__Task directions__
Please pull out the lines below verbatim, changing nothing in any of them.

══ Provided material ══

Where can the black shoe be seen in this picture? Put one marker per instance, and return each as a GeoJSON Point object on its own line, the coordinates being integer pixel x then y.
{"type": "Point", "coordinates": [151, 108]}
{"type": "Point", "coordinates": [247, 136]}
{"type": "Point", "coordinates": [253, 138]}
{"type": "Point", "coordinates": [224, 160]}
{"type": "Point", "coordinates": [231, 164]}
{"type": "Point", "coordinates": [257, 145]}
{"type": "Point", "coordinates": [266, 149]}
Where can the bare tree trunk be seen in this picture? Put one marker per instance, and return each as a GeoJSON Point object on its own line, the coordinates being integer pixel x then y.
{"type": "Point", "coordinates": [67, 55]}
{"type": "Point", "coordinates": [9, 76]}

═══

__Answer below__
Where can the black shoe be seen in this picture? Put one marker per instance, and return each as a GeoJSON Point object on its own line, the coordinates being integer pixel x then y.
{"type": "Point", "coordinates": [151, 108]}
{"type": "Point", "coordinates": [247, 136]}
{"type": "Point", "coordinates": [253, 138]}
{"type": "Point", "coordinates": [224, 160]}
{"type": "Point", "coordinates": [231, 164]}
{"type": "Point", "coordinates": [257, 145]}
{"type": "Point", "coordinates": [266, 149]}
Where can the bare tree trunk be seen in this picture? Put one marker per instance, and return each as a GeoJSON Point object on its own line, the coordinates being integer pixel x then y.
{"type": "Point", "coordinates": [67, 55]}
{"type": "Point", "coordinates": [9, 76]}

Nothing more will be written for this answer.